Location identification entries
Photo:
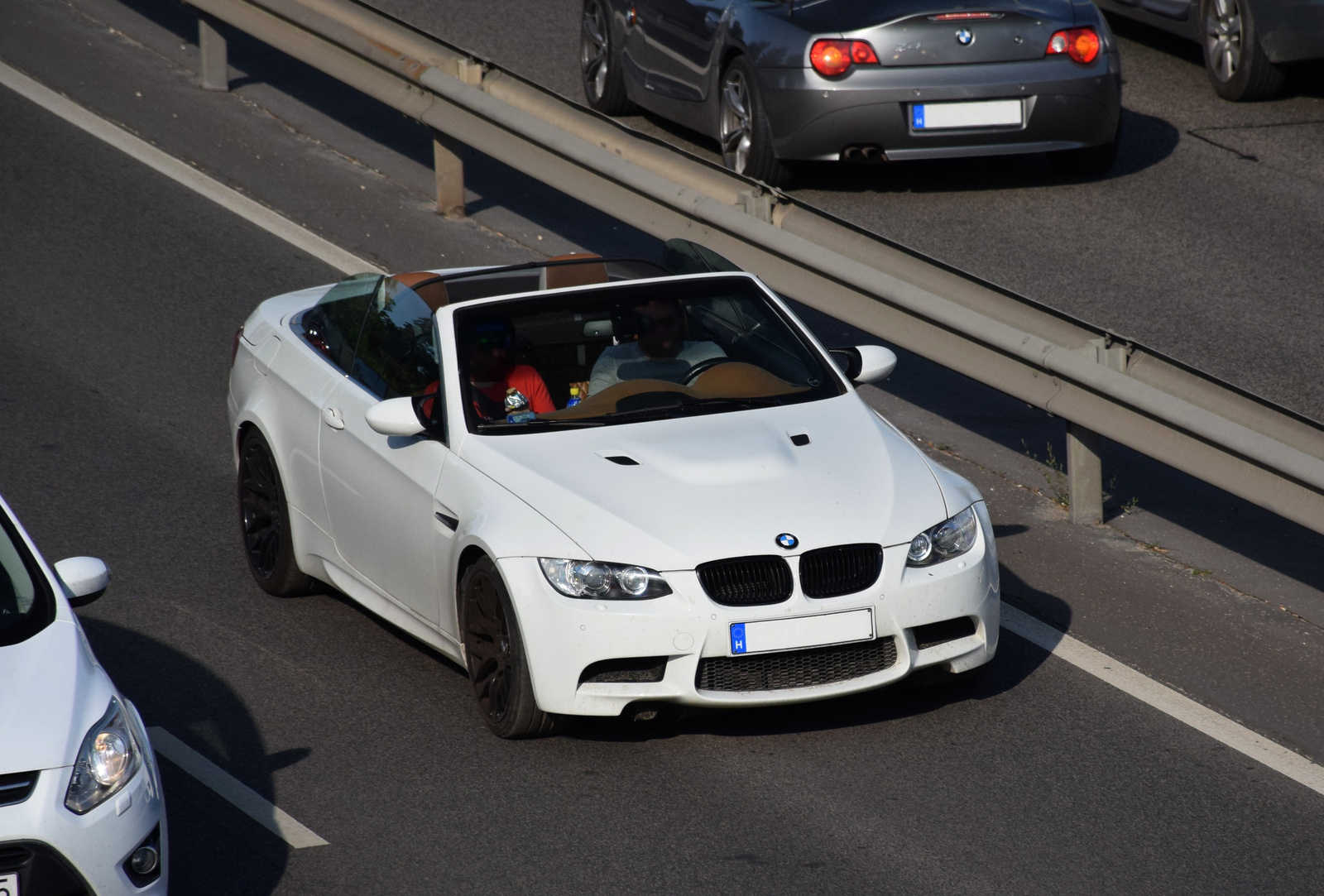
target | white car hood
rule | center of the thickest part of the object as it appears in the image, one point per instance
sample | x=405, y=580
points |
x=723, y=485
x=53, y=692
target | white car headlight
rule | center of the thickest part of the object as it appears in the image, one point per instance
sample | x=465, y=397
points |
x=604, y=582
x=946, y=540
x=108, y=760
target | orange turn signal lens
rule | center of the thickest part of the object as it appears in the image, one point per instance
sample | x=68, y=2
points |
x=1081, y=44
x=836, y=57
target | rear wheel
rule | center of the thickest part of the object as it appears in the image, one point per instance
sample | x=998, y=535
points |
x=494, y=653
x=745, y=132
x=265, y=522
x=1238, y=66
x=600, y=62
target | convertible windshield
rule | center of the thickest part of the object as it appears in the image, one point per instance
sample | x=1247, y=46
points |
x=633, y=352
x=26, y=602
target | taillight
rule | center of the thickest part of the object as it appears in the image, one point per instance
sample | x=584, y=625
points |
x=1081, y=44
x=836, y=57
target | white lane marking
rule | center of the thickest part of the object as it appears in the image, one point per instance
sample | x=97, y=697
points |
x=180, y=172
x=1164, y=699
x=218, y=780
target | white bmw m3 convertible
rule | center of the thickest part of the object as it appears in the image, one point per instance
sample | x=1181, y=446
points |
x=604, y=485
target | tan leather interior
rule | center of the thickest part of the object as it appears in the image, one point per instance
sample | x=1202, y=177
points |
x=428, y=286
x=560, y=276
x=730, y=380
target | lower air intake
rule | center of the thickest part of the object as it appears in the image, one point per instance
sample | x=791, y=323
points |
x=794, y=668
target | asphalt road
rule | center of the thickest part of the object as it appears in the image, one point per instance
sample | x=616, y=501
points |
x=114, y=357
x=1202, y=244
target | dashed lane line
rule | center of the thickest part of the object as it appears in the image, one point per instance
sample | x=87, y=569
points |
x=271, y=817
x=1164, y=699
x=185, y=174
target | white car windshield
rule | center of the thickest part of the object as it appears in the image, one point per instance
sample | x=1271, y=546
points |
x=633, y=352
x=26, y=604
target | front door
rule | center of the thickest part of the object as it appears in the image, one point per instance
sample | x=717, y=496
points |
x=381, y=489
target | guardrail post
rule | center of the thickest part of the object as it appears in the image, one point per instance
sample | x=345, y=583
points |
x=216, y=64
x=448, y=161
x=1085, y=476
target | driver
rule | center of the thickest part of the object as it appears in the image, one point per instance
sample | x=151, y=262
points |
x=493, y=371
x=661, y=351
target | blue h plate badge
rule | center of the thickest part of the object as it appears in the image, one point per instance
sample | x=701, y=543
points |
x=738, y=644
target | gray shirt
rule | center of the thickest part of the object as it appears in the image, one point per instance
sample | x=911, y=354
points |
x=628, y=362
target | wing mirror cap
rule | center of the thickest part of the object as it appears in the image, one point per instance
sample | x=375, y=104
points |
x=395, y=417
x=865, y=363
x=84, y=578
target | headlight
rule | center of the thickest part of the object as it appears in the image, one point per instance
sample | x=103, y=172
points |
x=946, y=540
x=108, y=760
x=607, y=582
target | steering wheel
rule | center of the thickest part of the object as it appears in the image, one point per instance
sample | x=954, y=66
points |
x=702, y=367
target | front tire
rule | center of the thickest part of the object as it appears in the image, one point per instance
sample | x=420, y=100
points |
x=743, y=128
x=265, y=522
x=1235, y=59
x=600, y=62
x=494, y=653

WHAT IS ASKED: Reproduce verbatim the stretch of the entries from the line containing "target | steering wheel" through the end of the entries.

FULL OUTPUT:
target | steering wheel
rule | center of the thickest part of the object as it appears in the image, one point per instance
sample | x=954, y=66
points |
x=702, y=367
target | front tire
rule | center of the thickest part of the object as it appears in the image, one point per instance
sample | x=420, y=100
points |
x=743, y=128
x=265, y=522
x=1235, y=59
x=600, y=62
x=494, y=653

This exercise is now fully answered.